REQUIRED WORK —
Turn the part of the records below that opens with the line containing "434, row 30." and closes with the line containing "column 884, row 538" into a numbered list, both of those lines included and nothing else. Skip blank lines and leave the pictures out.
* BEGIN DATA EXCERPTS *
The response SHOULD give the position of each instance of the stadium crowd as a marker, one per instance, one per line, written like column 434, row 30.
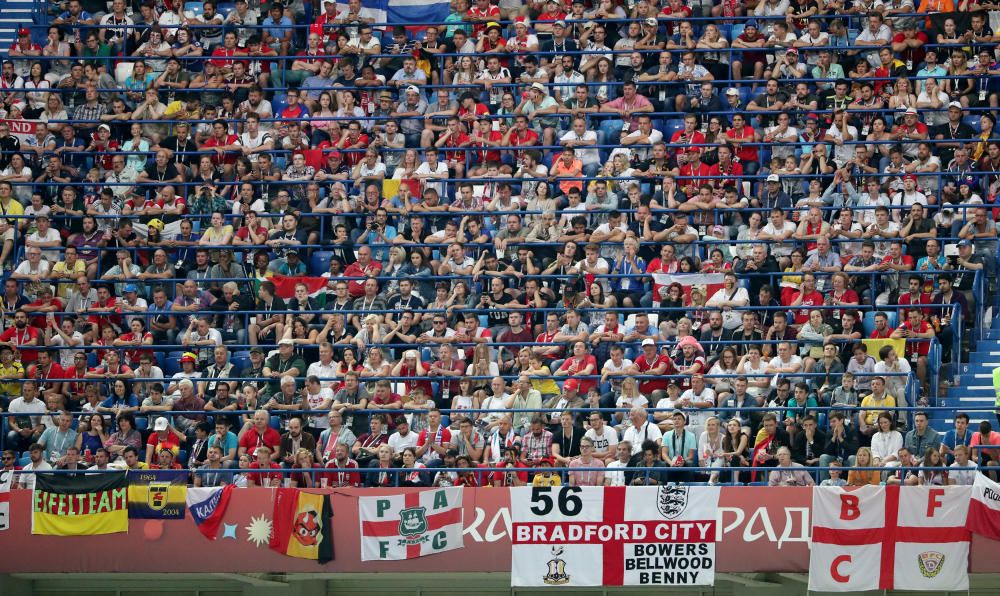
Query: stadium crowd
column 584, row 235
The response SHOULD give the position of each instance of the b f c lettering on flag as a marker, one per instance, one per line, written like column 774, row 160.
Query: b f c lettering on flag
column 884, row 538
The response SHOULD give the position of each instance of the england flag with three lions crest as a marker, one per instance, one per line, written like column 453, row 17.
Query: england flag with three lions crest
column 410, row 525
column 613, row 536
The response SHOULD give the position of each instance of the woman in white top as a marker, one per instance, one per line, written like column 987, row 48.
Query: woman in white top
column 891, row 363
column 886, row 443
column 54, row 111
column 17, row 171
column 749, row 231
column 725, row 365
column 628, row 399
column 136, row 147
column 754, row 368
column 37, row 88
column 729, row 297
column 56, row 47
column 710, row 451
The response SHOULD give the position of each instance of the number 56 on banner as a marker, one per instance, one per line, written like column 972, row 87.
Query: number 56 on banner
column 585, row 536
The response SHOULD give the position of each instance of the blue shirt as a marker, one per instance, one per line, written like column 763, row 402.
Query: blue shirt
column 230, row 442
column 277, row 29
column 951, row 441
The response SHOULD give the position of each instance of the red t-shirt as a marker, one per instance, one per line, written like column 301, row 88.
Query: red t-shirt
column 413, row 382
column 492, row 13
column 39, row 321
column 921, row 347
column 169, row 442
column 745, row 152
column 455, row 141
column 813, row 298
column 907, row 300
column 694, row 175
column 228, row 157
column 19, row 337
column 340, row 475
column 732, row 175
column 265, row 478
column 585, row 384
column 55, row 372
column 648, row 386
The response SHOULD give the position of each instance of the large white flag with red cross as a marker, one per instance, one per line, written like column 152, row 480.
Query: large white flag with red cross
* END DATA EXCERPTS *
* BEGIN DATA EXCERPTS *
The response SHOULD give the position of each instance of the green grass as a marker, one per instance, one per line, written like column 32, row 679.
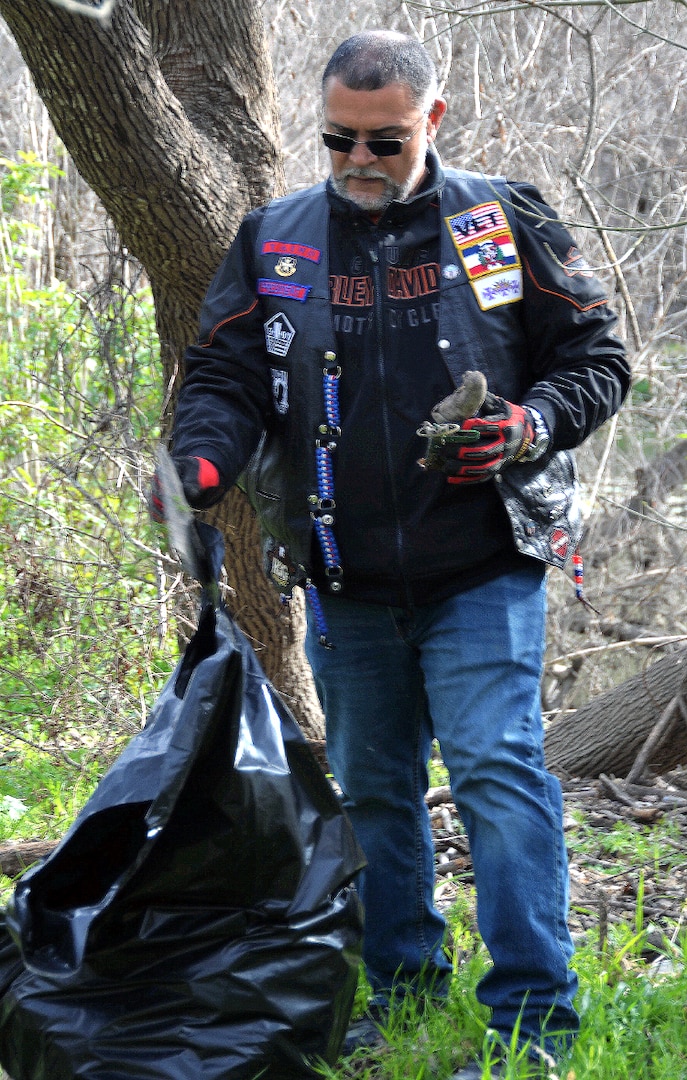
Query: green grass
* END DATA EXCERPTS *
* BEGIN DATA EXCERPTS *
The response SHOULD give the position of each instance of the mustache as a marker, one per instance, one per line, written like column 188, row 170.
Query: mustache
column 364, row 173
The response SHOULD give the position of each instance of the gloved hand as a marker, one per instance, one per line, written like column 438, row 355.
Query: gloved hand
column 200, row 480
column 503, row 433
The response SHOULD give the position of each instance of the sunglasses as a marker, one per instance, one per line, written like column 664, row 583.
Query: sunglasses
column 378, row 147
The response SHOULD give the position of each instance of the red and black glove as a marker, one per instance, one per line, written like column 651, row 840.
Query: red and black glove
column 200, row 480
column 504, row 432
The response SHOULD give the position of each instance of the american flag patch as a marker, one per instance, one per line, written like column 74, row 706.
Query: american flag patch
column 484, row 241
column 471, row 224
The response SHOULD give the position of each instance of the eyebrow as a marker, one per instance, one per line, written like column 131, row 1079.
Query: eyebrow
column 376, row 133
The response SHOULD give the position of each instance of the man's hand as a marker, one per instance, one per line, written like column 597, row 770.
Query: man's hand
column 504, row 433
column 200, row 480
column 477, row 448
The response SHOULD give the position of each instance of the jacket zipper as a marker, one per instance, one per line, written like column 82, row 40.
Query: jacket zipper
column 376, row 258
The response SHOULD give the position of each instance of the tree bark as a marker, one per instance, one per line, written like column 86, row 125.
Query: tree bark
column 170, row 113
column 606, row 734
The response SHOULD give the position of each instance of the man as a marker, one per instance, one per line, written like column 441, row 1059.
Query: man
* END DATA EXCERPTS *
EXERCISE OUTPUT —
1. The response SHOULD give the position of each instance of the stadium crowd as a marker, one per instance, one per line, written like column 434, row 30.
2. Query: stadium crowd
3. column 584, row 235
4. The response SHOULD give the position of each instance of the b f c lettering on flag as a marker, one per instance, one per line, written like column 774, row 160.
5. Query: b f c lettering on flag
6. column 884, row 538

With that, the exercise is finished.